Assuming we find the openDatabase function we can then get a database object thus:


        var dbName = '5KTodo',
             db = openDatabase(dbName, '1.0' /*version*/, dbName, 65536 /*max size*/);

In this case we create/open a database called 5KTodo. We provide a version number (not really used at this stage, but is intended for allowing upgrading database schemas) and a max size. The max size is provided as a hint to the browser as to how big the database will grow. The upper limit for this is defined by the browser (and is about 5M in Safari).

Now once we’ve got our database object we can start running some SQL. We do this using the database object’s transaction method and the transaction’s (tx) executeSql function:


    db.transaction(
        function(tx) {
            tx.executeSql(sql, params, callback);
        }
    );

That will run the sql using the given params (replacing ? in the sql string with the param values to avoid sql-injection attacks) and then calls the callback with the results (if it succeeded).

## Task requirements
1. Update the entries below so that every "thumb" becomes "fingertip", with nothing else changed.
2. Write the next part of the passage on opening a browser database and running SQL in it, starting after its last sentence.

## Material
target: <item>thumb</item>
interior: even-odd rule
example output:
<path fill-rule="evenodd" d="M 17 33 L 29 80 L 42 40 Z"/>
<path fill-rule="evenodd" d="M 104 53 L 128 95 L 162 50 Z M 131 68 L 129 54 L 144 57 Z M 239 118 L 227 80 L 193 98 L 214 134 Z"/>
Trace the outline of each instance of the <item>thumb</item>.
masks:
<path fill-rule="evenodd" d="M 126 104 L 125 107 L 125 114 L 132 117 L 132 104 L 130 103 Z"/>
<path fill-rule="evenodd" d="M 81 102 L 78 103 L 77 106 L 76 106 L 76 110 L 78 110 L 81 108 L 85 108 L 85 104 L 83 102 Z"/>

## Results for each task
1.
target: <item>fingertip</item>
interior: even-odd rule
example output:
<path fill-rule="evenodd" d="M 17 33 L 29 80 L 42 40 Z"/>
<path fill-rule="evenodd" d="M 104 53 L 128 95 L 162 50 Z M 131 68 L 129 54 L 144 57 Z M 239 118 L 227 80 L 193 98 L 214 134 Z"/>
Trace the outline of each instance of the <item>fingertip</item>.
masks:
<path fill-rule="evenodd" d="M 126 104 L 125 107 L 125 114 L 132 117 L 132 104 L 130 103 Z"/>
<path fill-rule="evenodd" d="M 81 102 L 78 103 L 77 106 L 76 106 L 76 110 L 78 110 L 81 108 L 85 108 L 85 104 L 83 102 Z"/>

2.
Creating the tables

The first time we run the app the database will not exist and will contains no database tables, so we need to run some SQL to create the tables:


    function dbTransaction(fn) {
        db.transaction(fn);
    }
    
    /*create todo table*/
    dbTransaction(
        function (tx) {
            tx.executeSql('CREATE TABLE todo (id INTEGER NOT NULL PRIMARY KEY AUTOINCREMENT, description TEXT NOT NULL DEFAULT "", todo_order INTEGER NOT NULL DEFAULT 0, done INTEGER NOT NULL DEFAULT 0 );');
        }
    );

On the next run of the application that will fail silently, which is fine as it only needs to run successfully once (to create the tables). It’s key that the create table statement runs in it’s own transaction though, so when it fails it doesn’t stop anything else running. Note that dbTransaction used here is only so that YUICompressor can better compress the code, as this code is from an example for the 5K App.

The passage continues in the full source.